What you will do: Report how many lines of the records below contain the word "white". Give only the number.

Given records:
▼

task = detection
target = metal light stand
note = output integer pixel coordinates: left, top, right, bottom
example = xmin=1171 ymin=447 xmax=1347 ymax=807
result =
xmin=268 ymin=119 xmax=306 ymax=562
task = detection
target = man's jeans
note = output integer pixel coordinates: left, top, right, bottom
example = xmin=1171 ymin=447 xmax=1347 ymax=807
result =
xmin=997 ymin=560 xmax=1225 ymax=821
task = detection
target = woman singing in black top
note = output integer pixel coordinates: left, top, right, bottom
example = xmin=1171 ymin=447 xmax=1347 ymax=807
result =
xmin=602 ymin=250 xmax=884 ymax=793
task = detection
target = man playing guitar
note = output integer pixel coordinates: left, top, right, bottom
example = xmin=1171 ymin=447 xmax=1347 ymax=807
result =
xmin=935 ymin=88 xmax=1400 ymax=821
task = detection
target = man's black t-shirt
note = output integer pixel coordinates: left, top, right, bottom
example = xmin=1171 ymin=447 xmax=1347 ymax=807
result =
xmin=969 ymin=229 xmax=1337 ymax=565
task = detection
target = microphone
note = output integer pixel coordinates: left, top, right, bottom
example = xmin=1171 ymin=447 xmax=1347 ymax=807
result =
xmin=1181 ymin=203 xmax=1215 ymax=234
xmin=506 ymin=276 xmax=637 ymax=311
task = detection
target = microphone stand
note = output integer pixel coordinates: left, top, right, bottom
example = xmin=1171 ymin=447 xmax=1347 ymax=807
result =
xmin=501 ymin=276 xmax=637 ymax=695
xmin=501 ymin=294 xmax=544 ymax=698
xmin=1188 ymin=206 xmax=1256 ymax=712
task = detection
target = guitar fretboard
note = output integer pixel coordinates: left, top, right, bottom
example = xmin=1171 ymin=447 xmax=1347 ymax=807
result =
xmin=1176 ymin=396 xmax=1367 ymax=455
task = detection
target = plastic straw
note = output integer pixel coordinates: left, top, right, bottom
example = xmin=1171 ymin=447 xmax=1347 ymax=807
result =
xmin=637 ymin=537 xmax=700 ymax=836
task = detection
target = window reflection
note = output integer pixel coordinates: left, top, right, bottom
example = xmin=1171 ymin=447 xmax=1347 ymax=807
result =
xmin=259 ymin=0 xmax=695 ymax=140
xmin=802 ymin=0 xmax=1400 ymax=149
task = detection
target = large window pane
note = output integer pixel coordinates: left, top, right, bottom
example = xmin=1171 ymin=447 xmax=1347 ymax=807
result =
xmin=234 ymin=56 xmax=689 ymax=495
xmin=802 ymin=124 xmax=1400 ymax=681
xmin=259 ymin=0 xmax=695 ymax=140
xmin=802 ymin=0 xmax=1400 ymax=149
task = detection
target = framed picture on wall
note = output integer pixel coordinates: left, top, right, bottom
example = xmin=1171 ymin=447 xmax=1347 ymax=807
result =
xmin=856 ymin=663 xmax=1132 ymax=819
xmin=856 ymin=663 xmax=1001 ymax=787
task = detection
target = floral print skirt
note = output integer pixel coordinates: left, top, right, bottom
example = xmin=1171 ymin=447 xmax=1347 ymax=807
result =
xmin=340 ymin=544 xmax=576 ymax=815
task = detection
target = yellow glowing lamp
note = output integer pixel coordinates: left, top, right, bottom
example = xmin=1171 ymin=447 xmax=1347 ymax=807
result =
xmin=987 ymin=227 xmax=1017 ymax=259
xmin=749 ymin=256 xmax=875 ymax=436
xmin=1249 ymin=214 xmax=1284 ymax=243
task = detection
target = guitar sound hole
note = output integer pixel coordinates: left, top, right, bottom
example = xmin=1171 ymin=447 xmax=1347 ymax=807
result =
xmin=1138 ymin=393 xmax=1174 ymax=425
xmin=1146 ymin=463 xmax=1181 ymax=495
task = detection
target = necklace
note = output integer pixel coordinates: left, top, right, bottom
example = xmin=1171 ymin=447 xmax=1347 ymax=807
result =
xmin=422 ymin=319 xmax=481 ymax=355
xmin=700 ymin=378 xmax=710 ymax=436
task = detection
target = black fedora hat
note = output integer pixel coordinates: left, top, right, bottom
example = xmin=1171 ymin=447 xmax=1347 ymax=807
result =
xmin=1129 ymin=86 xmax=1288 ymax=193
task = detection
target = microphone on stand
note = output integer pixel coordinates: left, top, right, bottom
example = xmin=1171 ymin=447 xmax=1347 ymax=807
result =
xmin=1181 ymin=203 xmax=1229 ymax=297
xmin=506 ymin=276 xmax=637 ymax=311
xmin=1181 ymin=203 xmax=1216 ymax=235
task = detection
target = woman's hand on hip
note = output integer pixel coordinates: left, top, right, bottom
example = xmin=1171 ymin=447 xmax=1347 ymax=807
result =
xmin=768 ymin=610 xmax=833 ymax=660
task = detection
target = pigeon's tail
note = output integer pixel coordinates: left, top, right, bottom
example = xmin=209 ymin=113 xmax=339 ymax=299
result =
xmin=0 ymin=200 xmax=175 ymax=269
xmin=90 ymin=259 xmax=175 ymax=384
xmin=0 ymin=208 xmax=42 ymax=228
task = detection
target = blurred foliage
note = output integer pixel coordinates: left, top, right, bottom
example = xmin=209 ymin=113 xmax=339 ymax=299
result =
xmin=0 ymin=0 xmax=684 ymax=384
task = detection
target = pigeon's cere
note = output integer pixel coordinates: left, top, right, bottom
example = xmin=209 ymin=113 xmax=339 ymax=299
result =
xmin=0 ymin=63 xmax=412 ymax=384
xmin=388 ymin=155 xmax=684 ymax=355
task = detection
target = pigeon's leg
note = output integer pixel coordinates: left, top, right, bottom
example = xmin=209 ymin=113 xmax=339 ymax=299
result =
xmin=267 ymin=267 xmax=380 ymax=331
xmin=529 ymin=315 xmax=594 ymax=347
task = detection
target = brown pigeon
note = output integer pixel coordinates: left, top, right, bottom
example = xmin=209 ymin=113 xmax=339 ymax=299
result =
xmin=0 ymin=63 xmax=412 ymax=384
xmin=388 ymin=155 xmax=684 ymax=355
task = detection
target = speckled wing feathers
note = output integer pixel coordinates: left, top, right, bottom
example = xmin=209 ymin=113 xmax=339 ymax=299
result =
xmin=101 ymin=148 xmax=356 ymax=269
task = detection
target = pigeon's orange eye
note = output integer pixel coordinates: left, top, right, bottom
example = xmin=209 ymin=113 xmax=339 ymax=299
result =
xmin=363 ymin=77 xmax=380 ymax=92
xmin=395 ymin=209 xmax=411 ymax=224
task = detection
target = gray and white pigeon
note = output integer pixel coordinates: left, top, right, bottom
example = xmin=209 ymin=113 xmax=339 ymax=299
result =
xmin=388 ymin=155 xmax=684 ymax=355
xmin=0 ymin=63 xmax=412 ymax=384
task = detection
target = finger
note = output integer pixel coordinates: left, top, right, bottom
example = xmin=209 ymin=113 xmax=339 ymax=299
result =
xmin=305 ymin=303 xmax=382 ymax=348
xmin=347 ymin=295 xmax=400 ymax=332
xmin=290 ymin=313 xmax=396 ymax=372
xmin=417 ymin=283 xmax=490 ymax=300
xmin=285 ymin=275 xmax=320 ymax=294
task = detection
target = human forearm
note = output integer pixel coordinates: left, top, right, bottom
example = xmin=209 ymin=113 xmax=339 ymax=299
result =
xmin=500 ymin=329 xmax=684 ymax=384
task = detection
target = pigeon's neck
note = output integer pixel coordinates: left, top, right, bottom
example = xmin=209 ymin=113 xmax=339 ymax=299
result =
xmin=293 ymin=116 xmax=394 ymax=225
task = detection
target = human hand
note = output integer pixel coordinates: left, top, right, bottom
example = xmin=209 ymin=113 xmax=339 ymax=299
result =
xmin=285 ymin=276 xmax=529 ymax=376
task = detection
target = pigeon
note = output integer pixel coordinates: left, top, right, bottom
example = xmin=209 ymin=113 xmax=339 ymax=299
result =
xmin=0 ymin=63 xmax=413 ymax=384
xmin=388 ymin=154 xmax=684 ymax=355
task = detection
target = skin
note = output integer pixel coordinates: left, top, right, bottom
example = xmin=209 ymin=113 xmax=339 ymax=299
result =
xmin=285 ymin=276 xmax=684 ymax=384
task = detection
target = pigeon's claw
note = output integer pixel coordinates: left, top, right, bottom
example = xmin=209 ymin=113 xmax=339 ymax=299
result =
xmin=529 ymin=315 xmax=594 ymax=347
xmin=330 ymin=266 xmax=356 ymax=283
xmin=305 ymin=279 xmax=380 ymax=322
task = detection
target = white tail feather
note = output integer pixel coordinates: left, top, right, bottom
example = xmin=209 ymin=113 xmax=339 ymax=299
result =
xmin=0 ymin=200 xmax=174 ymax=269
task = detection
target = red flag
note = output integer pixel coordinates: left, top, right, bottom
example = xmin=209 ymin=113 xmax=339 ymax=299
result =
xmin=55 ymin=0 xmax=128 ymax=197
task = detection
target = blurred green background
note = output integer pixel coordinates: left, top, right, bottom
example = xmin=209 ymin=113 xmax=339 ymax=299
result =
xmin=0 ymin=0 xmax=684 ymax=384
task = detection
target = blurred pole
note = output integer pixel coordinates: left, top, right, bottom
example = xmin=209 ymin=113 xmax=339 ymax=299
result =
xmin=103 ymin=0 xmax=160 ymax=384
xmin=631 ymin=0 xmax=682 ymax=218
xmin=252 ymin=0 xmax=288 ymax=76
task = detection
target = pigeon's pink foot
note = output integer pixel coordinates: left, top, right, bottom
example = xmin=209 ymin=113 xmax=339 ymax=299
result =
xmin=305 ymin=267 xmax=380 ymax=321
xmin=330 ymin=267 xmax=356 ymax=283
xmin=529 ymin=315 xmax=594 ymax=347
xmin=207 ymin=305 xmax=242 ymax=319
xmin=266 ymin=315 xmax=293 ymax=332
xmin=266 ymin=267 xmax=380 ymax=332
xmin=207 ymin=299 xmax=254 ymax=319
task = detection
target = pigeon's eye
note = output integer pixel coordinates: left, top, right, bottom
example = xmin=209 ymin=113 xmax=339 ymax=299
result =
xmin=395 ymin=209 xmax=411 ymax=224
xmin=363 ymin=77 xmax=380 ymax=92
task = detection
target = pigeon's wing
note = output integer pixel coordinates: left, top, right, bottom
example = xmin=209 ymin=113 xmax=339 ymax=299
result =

▲

Solution: 2